과제 요구사항:
아래 레코드에서 "dark" 문자열이 들어 있는 줄을 모두 걸러 원문 그대로 옮겨 줄 수 있나요? 대소문자는 구분합니다.

제공된 자료:
■ ■ ■ ■ ■ ■ ■
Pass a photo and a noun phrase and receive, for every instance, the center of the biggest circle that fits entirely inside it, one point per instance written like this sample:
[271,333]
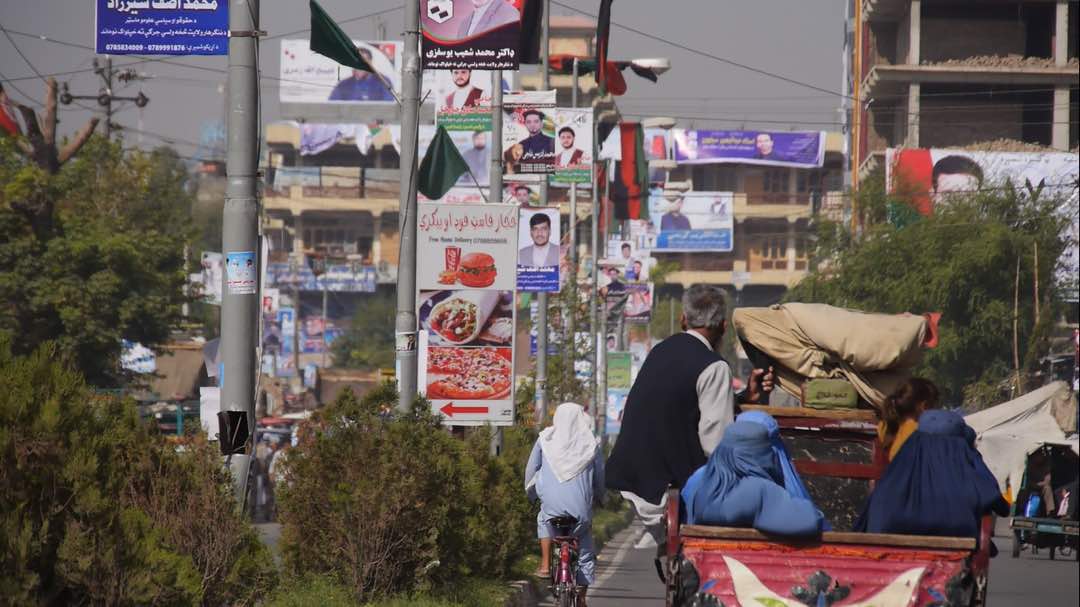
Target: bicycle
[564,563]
■ ■ ■ ■ ■ ■ ■
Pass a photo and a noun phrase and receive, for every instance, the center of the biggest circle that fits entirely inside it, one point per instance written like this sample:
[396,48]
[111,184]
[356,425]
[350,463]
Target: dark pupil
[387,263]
■ ■ ■ ■ ■ ■ ■
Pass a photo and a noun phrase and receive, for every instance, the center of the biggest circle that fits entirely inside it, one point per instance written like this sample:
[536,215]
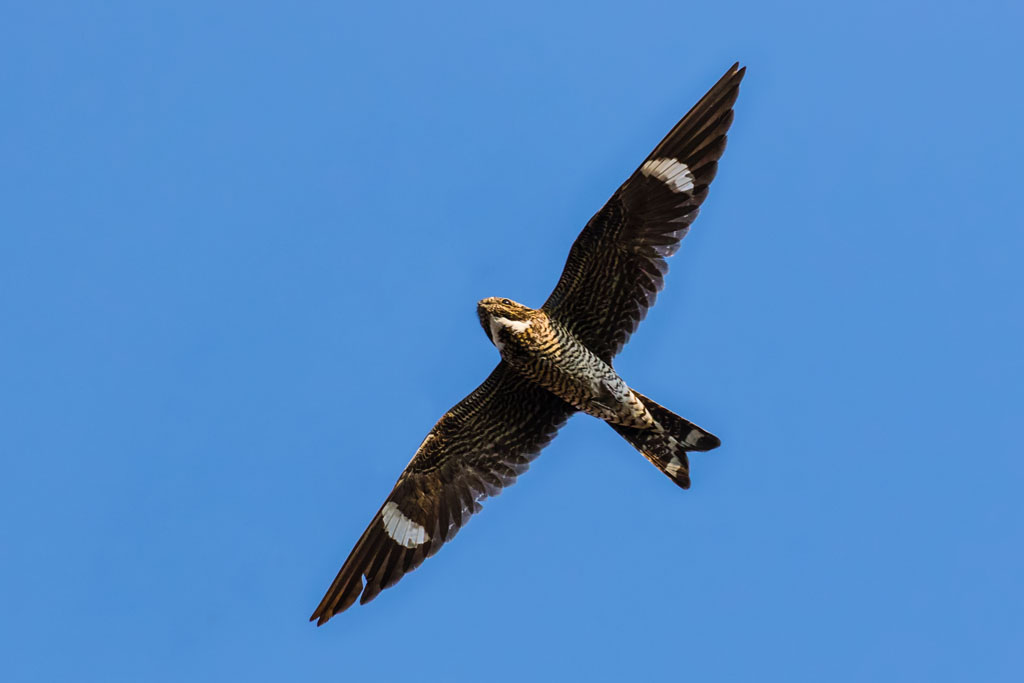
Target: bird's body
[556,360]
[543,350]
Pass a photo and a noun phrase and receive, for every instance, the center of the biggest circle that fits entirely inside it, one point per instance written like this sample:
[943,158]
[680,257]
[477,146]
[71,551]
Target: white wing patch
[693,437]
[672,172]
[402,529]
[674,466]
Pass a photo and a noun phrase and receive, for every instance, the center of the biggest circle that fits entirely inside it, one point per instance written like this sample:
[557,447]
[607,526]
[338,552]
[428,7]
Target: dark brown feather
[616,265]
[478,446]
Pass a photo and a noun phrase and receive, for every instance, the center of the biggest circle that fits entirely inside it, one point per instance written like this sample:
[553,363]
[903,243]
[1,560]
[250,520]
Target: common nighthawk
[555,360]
■ ■ ■ ■ ■ ■ ■
응답:
Target: dark pupil
Target: dark brown feather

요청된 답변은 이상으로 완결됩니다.